Problem: Look through the entries below and extract exactly the lines from the one containing "Target: woman's teeth" through the one containing "pixel 74 65", ends included.

┌─ Data extract

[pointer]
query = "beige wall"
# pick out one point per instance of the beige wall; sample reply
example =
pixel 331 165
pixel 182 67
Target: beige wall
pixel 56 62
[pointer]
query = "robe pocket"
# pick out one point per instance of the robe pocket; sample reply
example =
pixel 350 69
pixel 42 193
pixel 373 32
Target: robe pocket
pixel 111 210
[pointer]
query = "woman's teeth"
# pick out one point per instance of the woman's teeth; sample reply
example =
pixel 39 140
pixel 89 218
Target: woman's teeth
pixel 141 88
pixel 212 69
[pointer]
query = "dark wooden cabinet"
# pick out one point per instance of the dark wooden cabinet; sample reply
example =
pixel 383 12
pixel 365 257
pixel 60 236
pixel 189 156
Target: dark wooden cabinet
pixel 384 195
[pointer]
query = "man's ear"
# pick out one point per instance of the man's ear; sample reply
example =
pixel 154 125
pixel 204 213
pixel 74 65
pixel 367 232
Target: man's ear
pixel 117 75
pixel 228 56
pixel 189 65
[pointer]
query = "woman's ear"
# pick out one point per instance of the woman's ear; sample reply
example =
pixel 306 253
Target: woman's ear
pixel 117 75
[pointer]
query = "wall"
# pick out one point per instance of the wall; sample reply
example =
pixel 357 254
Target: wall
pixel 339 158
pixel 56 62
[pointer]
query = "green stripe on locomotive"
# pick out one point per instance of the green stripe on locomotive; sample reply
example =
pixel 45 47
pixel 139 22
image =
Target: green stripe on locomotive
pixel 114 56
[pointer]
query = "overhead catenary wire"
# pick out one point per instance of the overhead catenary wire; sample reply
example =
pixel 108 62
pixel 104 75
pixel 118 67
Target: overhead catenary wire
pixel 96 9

└─

Solved problem:
Target: woman's teeth
pixel 141 88
pixel 212 69
[pointer]
query = "dark wooden cabinet"
# pick out one point per instance of the dark wooden cabinet; sample reply
example =
pixel 383 12
pixel 365 257
pixel 60 236
pixel 189 156
Target: dark wooden cabinet
pixel 384 195
[pointer]
query = "man's ear"
# pick out one point per instance of the man's ear; sample reply
example =
pixel 154 125
pixel 204 213
pixel 74 65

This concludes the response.